◆ THE PROBLEM ◆
Could you reproduce these rows verbatim, from the first row up to and including the line with "[930,598,1344,669]"?

• • • • • • •

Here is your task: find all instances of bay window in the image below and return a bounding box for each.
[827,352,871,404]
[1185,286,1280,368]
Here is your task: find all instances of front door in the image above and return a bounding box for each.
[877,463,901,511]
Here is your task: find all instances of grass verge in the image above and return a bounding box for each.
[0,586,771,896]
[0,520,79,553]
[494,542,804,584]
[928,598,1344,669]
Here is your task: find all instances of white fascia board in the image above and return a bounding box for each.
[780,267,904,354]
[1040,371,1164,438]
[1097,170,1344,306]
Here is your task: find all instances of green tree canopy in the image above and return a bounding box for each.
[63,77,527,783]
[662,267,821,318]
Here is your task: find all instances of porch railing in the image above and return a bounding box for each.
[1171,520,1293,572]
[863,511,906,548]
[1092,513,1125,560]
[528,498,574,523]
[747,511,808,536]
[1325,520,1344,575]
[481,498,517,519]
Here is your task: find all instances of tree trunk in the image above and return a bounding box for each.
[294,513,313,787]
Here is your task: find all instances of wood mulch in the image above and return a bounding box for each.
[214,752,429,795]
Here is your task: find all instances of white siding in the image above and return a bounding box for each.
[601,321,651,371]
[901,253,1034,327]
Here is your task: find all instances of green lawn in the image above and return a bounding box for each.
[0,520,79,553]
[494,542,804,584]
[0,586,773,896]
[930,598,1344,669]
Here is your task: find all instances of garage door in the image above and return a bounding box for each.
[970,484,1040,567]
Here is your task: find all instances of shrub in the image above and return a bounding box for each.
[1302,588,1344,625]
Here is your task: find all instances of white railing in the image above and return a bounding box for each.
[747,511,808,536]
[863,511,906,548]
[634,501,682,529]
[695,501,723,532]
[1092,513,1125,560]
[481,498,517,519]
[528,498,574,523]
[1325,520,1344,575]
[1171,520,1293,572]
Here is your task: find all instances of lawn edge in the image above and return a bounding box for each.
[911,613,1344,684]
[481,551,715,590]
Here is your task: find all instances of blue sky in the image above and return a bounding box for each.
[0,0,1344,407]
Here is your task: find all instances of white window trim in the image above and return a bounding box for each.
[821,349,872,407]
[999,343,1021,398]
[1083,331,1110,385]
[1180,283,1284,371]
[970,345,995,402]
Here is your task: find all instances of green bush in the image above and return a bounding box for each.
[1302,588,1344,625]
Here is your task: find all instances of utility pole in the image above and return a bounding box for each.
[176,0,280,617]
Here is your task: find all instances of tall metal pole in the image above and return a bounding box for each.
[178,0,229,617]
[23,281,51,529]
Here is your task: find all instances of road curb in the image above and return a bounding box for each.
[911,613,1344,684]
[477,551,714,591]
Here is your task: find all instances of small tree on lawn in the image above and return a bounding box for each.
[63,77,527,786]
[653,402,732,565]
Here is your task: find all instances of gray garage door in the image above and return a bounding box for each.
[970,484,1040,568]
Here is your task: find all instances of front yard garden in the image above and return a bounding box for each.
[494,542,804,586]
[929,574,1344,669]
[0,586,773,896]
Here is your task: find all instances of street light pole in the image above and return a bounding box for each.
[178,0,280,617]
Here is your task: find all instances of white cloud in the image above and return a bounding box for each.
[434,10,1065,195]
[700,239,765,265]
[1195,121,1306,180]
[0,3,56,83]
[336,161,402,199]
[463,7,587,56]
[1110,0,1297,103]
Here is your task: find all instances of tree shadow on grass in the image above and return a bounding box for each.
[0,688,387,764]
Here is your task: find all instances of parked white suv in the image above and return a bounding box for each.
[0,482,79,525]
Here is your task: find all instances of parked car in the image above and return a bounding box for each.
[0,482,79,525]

• • • • • • •

◆ WRITTEN ANSWER ◆
Here is your task: find all instances of bay window in the image below and return a bounding box for each.
[827,352,871,404]
[1185,286,1280,368]
Here is your task: find all instances of front door in the image above and return a bounding box for each.
[877,463,901,511]
Here is your task: find all instances of grass verge in the image above and return a bounding box for each.
[0,586,771,896]
[0,520,79,553]
[494,542,804,584]
[928,598,1344,669]
Here is your task: find all instances of white fascia board in the image above and return a bounding box for each.
[780,267,904,354]
[1040,371,1164,438]
[1097,170,1344,306]
Here is your task: find all instances of green tree canopy in the image above and return a bounding box for each.
[63,77,527,783]
[662,267,821,318]
Here is your task: find all instances of porch railing in the image above and return a bounding box for each.
[1171,520,1293,572]
[863,511,906,548]
[1092,513,1125,560]
[528,498,574,523]
[747,511,808,536]
[1325,520,1344,575]
[481,498,517,519]
Here is your task: find all instances of tree trunk in the image above and return a bounding box for each.
[294,513,313,787]
Here is your task: find all instances of wood mulch in the image above and return a bounding box for each.
[214,752,429,795]
Here is your task: find all instances of white siding in the image above and return a bounding box for each.
[601,321,651,371]
[901,253,1034,327]
Here is your task: find all instances of green lawn in the image above and return a bounding box for each.
[0,520,79,553]
[494,542,804,584]
[0,586,773,896]
[930,598,1344,669]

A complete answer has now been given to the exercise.